==== Исходные материалы
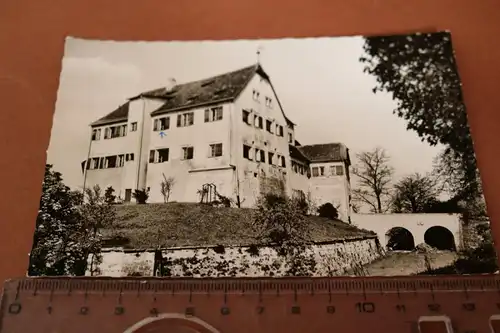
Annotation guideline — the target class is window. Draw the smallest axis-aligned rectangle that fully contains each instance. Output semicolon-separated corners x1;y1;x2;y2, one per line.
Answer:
90;157;99;169
266;120;273;133
210;143;222;157
252;90;260;102
267;153;274;164
182;147;194;160
254;115;264;129
104;125;127;139
92;128;101;141
116;155;125;168
243;145;252;160
157;148;169;163
177;112;194;127
149;148;169;163
104;155;116;168
153;117;170;131
276;125;283;136
125;153;134;162
242;110;250;125
205;106;222;123
255;149;266;162
266;97;273;108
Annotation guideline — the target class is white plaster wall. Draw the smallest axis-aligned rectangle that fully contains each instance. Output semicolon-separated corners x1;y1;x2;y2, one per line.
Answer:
309;162;351;221
92;239;380;277
147;104;234;202
351;214;462;249
82;99;161;199
232;75;291;207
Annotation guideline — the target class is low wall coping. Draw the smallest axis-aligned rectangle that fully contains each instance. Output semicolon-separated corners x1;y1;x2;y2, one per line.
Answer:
101;235;377;253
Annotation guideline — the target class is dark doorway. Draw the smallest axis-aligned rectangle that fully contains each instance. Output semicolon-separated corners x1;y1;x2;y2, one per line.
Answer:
125;188;132;202
385;227;415;251
424;226;456;251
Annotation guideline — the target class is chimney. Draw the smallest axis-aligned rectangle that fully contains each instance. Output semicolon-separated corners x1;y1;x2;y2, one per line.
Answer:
165;77;177;92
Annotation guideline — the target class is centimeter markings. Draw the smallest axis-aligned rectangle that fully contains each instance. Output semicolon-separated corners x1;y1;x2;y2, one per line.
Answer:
5;275;500;294
4;275;500;316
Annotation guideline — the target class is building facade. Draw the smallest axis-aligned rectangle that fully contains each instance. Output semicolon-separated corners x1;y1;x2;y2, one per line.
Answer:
82;64;351;220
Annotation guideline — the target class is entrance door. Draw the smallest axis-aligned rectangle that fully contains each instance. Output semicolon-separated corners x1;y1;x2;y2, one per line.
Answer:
125;188;132;202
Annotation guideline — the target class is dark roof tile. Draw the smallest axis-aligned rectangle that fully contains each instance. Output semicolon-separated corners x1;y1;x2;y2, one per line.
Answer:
148;65;260;116
297;143;348;162
288;145;310;163
90;102;130;126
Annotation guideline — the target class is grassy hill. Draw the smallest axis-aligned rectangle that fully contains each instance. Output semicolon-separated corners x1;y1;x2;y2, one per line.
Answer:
102;203;376;249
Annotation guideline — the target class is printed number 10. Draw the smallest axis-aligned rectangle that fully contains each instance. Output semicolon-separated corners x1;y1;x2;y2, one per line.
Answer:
356;302;375;313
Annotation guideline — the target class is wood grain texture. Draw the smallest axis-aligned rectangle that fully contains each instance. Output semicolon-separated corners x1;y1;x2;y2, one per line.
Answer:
0;0;500;281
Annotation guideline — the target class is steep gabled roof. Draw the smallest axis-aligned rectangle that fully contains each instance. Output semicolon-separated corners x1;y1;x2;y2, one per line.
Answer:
288;145;310;163
148;65;258;116
90;102;130;126
297;143;348;162
91;64;294;126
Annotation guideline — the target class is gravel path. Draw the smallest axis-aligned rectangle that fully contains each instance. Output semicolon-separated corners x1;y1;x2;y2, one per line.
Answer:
364;251;457;276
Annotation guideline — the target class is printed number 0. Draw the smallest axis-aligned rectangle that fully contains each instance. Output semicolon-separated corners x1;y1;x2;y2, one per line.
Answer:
356;302;375;313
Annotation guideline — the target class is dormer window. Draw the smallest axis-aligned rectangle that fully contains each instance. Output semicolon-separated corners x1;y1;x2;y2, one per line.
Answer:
153;117;170;131
252;89;260;102
92;128;101;141
266;97;273;109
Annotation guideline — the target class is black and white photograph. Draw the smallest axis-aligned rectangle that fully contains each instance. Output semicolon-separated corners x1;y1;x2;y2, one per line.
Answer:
27;32;498;277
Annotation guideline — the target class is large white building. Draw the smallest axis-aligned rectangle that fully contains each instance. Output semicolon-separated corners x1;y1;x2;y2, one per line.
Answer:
82;64;350;221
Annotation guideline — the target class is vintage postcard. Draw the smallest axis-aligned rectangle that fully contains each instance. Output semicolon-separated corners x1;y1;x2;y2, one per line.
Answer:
28;32;497;277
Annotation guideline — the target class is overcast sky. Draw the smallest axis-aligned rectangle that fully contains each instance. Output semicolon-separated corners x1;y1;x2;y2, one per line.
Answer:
47;37;446;187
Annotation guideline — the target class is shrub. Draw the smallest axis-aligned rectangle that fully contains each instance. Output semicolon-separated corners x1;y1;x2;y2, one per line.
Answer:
132;190;149;204
318;202;339;220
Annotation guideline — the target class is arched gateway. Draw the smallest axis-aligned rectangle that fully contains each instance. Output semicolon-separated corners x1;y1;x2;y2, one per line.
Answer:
351;214;462;251
124;313;220;333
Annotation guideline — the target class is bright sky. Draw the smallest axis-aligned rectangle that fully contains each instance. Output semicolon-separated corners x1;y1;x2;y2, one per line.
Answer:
47;37;440;187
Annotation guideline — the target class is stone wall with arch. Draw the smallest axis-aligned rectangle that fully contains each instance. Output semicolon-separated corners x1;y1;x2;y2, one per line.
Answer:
351;214;463;250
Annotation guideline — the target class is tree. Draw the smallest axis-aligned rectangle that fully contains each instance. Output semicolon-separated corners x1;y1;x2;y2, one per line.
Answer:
392;173;438;213
253;194;316;276
28;164;86;276
353;147;394;213
360;32;480;198
104;186;116;205
28;164;114;276
160;174;175;203
80;185;116;275
132;190;149;205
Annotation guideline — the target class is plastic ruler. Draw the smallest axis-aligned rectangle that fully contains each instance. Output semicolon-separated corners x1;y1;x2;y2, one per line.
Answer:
0;275;500;333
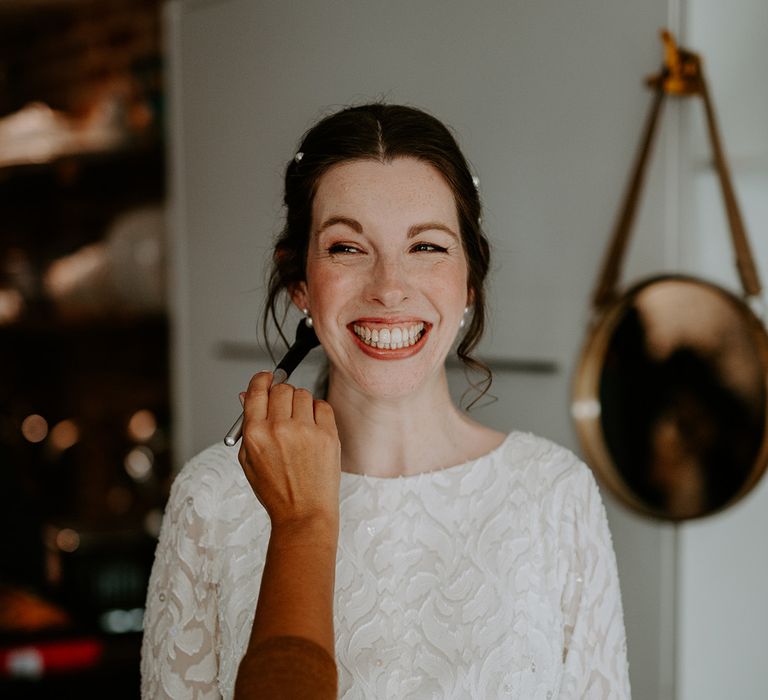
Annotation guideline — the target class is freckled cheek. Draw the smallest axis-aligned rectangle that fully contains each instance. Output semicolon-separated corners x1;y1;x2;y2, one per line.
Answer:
307;269;361;322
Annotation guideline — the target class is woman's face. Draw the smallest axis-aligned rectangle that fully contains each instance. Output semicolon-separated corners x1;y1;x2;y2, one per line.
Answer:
293;158;470;398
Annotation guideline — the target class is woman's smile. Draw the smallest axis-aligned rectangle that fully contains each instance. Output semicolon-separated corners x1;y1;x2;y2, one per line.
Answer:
347;319;431;360
294;158;470;398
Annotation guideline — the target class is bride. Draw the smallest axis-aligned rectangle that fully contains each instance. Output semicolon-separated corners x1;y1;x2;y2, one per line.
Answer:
142;103;629;700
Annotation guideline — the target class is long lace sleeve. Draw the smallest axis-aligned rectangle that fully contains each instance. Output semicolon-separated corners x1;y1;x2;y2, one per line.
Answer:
141;462;220;700
561;468;630;700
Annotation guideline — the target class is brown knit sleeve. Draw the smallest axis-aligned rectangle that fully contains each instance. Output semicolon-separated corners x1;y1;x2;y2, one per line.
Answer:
235;637;338;700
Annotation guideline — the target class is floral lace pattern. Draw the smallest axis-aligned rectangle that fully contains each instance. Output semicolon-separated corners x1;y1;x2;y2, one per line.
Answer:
142;433;630;700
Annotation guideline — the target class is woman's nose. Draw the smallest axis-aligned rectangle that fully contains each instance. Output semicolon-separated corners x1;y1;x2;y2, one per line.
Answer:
367;260;408;308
========
Суть задания
Представьте все данные выше в виде списка JSON из строк, по одному элементу на каждую строку, без пустых строк. Изображения в ответ не включайте.

Результат
[
  "Annotation guideline — the target class is window. Draw the smallest axis-aligned rectangle that fully contains each instance. Output semicolon-separated corners x1;y1;x2;y2, one per line.",
  "Answer:",
  "90;157;99;169",
  "266;120;273;133",
  "210;143;222;157",
  "252;90;260;102",
  "267;153;274;164",
  "182;147;194;160",
  "254;115;264;129",
  "104;125;127;139",
  "92;128;101;141",
  "116;155;125;168",
  "243;145;252;160",
  "157;148;169;163",
  "177;112;194;127",
  "149;148;169;163",
  "104;155;116;168",
  "153;117;170;131",
  "276;125;283;136",
  "125;153;134;162",
  "242;110;250;125",
  "205;106;222;123",
  "255;149;266;162",
  "266;97;273;108",
  "Annotation guideline — the target class is white plaster wall. Draw the smallest axis-aligned rectangle that fully contains each instance. Output semicolon-separated corners x1;y1;x2;y2, one per line.",
  "Answer:",
  "309;162;351;221",
  "92;239;380;277",
  "147;104;234;202",
  "351;214;462;249",
  "82;99;161;199",
  "232;75;291;207",
  "Annotation guideline — the target class is low wall coping. Draw the smallest axis-aligned rectangle that fully contains each instance. Output semicolon-separated corners x1;y1;x2;y2, one per line.",
  "Answer:",
  "101;235;377;253",
  "Annotation guideline — the target class is dark doorway. Draw the smallest axis-aligned rectangle that fully contains each instance. Output semicolon-separated corners x1;y1;x2;y2, one per line.",
  "Answer:",
  "125;188;132;202",
  "385;227;415;251",
  "424;226;456;251",
  "Annotation guideline — the target class is chimney. Draw the smallest axis-aligned rectangle that fully contains each instance. Output semicolon-separated corners x1;y1;x2;y2, one per line.",
  "Answer:",
  "165;77;177;92",
  "Annotation guideline — the target class is centimeter markings. Draw the smallest axis-aligned rectangle that fully contains each instance. Output semicolon-separated corners x1;y1;x2;y2, one per line.",
  "Answer:",
  "5;275;500;294",
  "4;275;500;316",
  "Annotation guideline — the target class is building facade. Draw the smallest axis-aligned rectangle that fully contains each instance. Output semicolon-separated corners x1;y1;x2;y2, one per line.",
  "Answer:",
  "82;64;351;220",
  "Annotation guideline — the target class is entrance door. Draw the smallest axis-aligned rectangle that fully contains each instance. Output semicolon-separated corners x1;y1;x2;y2, one per line.",
  "Answer:",
  "125;188;132;202",
  "Annotation guideline — the target class is dark roof tile. Draw the smallest axis-aligned rectangle that fully contains each instance. Output semicolon-separated corners x1;y1;x2;y2, one per line.",
  "Answer:",
  "148;65;260;116",
  "297;143;348;162",
  "288;145;310;163",
  "90;102;130;126",
  "Annotation guideline — the target class is grassy hill. Draw the smallest axis-aligned rectangle that fully contains each instance. Output semicolon-separated corners x1;y1;x2;y2, one per line.",
  "Answer:",
  "102;203;376;249",
  "Annotation guideline — the target class is printed number 10. Draw the smallest axis-aligned rectangle that fully contains each instance. Output semicolon-separated corners x1;y1;x2;y2, one per line.",
  "Answer:",
  "356;302;375;313",
  "Annotation guideline — the target class is wood grain texture. Draw the smallest axis-aligned rectangle that fully contains each instance. Output semicolon-separated corners x1;y1;x2;y2, one per line.",
  "Answer:",
  "0;0;500;281",
  "Annotation guideline — the target class is steep gabled roof. Draw the smallest axis-aligned rectangle that fully contains each instance. Output semicolon-separated corners x1;y1;x2;y2, one per line.",
  "Answer:",
  "288;145;310;163",
  "148;65;258;116",
  "90;102;130;126",
  "297;143;348;162",
  "91;64;294;126",
  "Annotation guideline — the target class is gravel path. Draw the smallest axis-aligned rectangle that fully contains each instance. Output semicolon-separated corners x1;y1;x2;y2, one per line.",
  "Answer:",
  "364;251;457;276",
  "Annotation guideline — the target class is printed number 0. Draw the smallest axis-aligned rectangle that fully contains each instance. Output semicolon-separated corners x1;y1;x2;y2, one per line.",
  "Answer:",
  "356;302;375;313",
  "Annotation guideline — the target class is dormer window. Draw the smallest axis-aligned rectangle that fully contains each instance. Output semicolon-separated corners x1;y1;x2;y2, one per line.",
  "Answer:",
  "153;117;170;131",
  "252;89;260;102",
  "92;128;101;141",
  "266;97;273;109",
  "Annotation guideline — the target class is black and white photograph. Draw the smallest axis-aligned rectangle that fully contains each instance. Output semicolon-separated corners x1;y1;x2;y2, one per line.",
  "Answer:",
  "27;32;498;277",
  "Annotation guideline — the target class is large white building. Draw the smallest axis-aligned rectangle that fully contains each instance. Output semicolon-separated corners x1;y1;x2;y2, one per line.",
  "Answer:",
  "82;64;350;221",
  "Annotation guideline — the target class is vintage postcard. Draw the smallest axis-aligned rectangle that fully contains each instance. Output semicolon-separated corners x1;y1;x2;y2, one per line.",
  "Answer:",
  "28;32;497;277",
  "Annotation guideline — the target class is overcast sky. Draw the smallest axis-aligned rectangle that fully contains each instance. Output semicolon-separated corners x1;y1;x2;y2, one per line.",
  "Answer:",
  "47;37;446;187",
  "Annotation guideline — the target class is shrub. Draw the smallest axis-aligned rectangle that fully contains each instance. Output semicolon-separated corners x1;y1;x2;y2, one per line.",
  "Answer:",
  "132;190;149;204",
  "318;202;339;220",
  "Annotation guideline — the target class is arched gateway. Draw the smallest axis-aligned rectangle that fully contains each instance. Output semicolon-separated corners x1;y1;x2;y2, one per line.",
  "Answer:",
  "351;214;462;251",
  "124;313;220;333",
  "Annotation guideline — the target class is bright sky. Draw the smallest axis-aligned rectangle that fully contains each instance. Output semicolon-separated corners x1;y1;x2;y2, one per line.",
  "Answer:",
  "47;37;440;187",
  "Annotation guideline — the target class is stone wall with arch. Draw the smallest axis-aligned rectangle that fully contains each instance. Output semicolon-separated corners x1;y1;x2;y2, one per line.",
  "Answer:",
  "351;214;463;250",
  "Annotation guideline — the target class is tree. Draw the smallest axis-aligned rectangle that fully contains each instance. Output semicolon-separated corners x1;y1;x2;y2, one per line.",
  "Answer:",
  "392;173;438;213",
  "253;194;316;276",
  "28;164;86;276",
  "353;147;394;213",
  "360;32;480;198",
  "104;186;116;205",
  "28;164;114;276",
  "160;174;175;203",
  "80;185;116;275",
  "132;190;149;205",
  "Annotation guideline — the target class is plastic ruler. Draw the smallest axis-aligned rectangle that fully contains each instance. Output semicolon-separated corners x1;y1;x2;y2, one per line.",
  "Answer:",
  "0;275;500;333",
  "Annotation guideline — the target class is freckled cheek. Draw the smallest axis-aligned rectangle that fully contains each instance. Output semicolon-separated corners x1;y1;x2;y2, one per line.",
  "Answer:",
  "307;269;361;322",
  "Annotation guideline — the target class is woman's face. Draw the smallest axis-aligned rectangle that fully contains each instance. Output semicolon-separated corners x1;y1;x2;y2, one per line.",
  "Answer:",
  "293;158;470;398",
  "Annotation guideline — the target class is woman's smile. Draw the smallest axis-aligned rectangle that fully contains each instance. Output semicolon-separated corners x1;y1;x2;y2, one per line.",
  "Answer:",
  "347;319;431;360",
  "294;158;470;398",
  "Annotation guideline — the target class is bride. Draw the smallest axis-aligned rectangle that fully contains each instance. Output semicolon-separated corners x1;y1;x2;y2, one per line.",
  "Answer:",
  "142;103;629;700",
  "Annotation guideline — the target class is long lace sleeve. Draw the smallest axis-aligned rectangle that fully contains each instance. Output semicolon-separated corners x1;y1;x2;y2, one per line.",
  "Answer:",
  "141;462;220;700",
  "561;468;630;700",
  "Annotation guideline — the target class is brown knit sleeve. Draw the smallest axis-aligned rectangle that fully contains each instance. Output semicolon-separated corners x1;y1;x2;y2, one per line.",
  "Answer:",
  "235;637;338;700",
  "Annotation guideline — the target class is floral lace pattern. Draw the smallest axis-aligned rectangle that fully contains each instance. Output semicolon-separated corners x1;y1;x2;y2, one per line.",
  "Answer:",
  "142;433;630;700",
  "Annotation guideline — the target class is woman's nose. Draw the smallest axis-aligned rectangle that fully contains each instance. Output semicolon-separated corners x1;y1;x2;y2, one per line.",
  "Answer:",
  "367;260;408;308"
]